Find every line below with the word "table" in it, and copy each one.

Point localization data:
....................
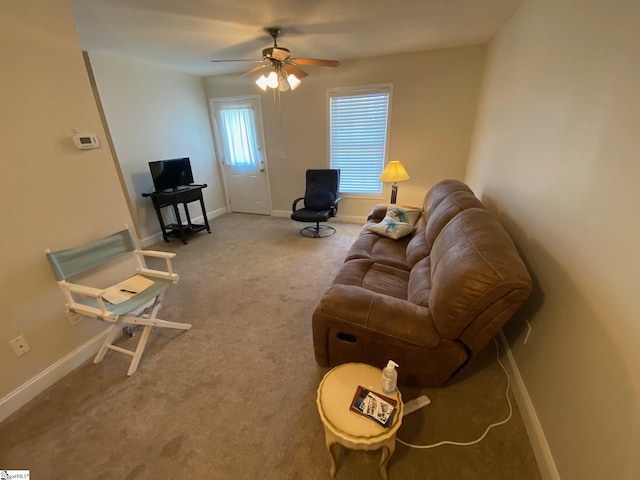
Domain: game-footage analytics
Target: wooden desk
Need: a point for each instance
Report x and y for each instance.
(172, 198)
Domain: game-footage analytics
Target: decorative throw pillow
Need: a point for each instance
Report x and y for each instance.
(404, 214)
(318, 200)
(397, 223)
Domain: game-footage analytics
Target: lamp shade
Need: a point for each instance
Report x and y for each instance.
(394, 172)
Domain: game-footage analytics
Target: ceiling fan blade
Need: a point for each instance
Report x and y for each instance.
(219, 61)
(295, 70)
(254, 69)
(317, 62)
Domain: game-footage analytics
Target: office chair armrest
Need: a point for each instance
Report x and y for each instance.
(295, 203)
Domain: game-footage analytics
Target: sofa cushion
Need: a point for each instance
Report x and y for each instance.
(445, 210)
(419, 286)
(373, 247)
(376, 277)
(417, 248)
(440, 191)
(476, 274)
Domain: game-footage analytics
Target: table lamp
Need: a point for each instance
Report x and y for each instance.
(394, 172)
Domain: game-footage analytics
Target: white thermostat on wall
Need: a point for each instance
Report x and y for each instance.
(85, 141)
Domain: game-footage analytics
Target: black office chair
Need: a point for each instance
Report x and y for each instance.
(320, 202)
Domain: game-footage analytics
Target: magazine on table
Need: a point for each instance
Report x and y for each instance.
(375, 406)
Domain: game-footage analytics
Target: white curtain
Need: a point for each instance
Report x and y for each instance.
(239, 136)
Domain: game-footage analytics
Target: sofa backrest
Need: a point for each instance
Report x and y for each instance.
(440, 191)
(443, 202)
(478, 279)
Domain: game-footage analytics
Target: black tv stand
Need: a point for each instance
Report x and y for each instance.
(173, 197)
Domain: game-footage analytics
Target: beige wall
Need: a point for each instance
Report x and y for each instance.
(556, 154)
(53, 195)
(433, 109)
(156, 114)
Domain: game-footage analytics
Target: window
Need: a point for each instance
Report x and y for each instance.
(358, 124)
(237, 134)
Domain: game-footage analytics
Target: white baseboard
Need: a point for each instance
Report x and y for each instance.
(338, 219)
(13, 401)
(157, 237)
(541, 450)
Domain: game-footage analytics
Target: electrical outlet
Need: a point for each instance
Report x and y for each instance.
(20, 345)
(74, 318)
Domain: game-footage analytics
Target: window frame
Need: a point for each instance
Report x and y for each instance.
(354, 91)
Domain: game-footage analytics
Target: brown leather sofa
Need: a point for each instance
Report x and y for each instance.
(429, 301)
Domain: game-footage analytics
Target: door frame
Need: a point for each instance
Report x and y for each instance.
(217, 143)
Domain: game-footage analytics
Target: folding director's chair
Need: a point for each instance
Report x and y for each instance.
(135, 301)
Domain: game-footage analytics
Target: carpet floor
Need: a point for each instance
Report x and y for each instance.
(234, 397)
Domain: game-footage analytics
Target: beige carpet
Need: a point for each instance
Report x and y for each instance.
(234, 397)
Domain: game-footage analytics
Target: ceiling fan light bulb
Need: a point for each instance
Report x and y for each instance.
(283, 84)
(262, 82)
(272, 80)
(293, 81)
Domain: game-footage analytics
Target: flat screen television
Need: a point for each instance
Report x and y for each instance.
(171, 174)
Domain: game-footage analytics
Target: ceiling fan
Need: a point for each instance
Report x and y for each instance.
(285, 71)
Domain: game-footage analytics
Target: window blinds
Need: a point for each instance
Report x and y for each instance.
(358, 138)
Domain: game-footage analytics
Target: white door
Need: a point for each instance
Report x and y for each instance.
(240, 146)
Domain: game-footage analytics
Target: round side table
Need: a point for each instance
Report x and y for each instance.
(347, 428)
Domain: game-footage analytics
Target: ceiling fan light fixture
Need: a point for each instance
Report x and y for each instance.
(283, 84)
(262, 82)
(293, 81)
(272, 80)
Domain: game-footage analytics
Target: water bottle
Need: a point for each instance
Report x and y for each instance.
(389, 378)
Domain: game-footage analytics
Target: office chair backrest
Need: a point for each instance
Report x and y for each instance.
(328, 179)
(73, 261)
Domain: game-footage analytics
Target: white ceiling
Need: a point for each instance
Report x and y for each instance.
(185, 35)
....................
:: TASK RESPONSE ::
Target: table lamp
Target: magazine on table
Target: round side table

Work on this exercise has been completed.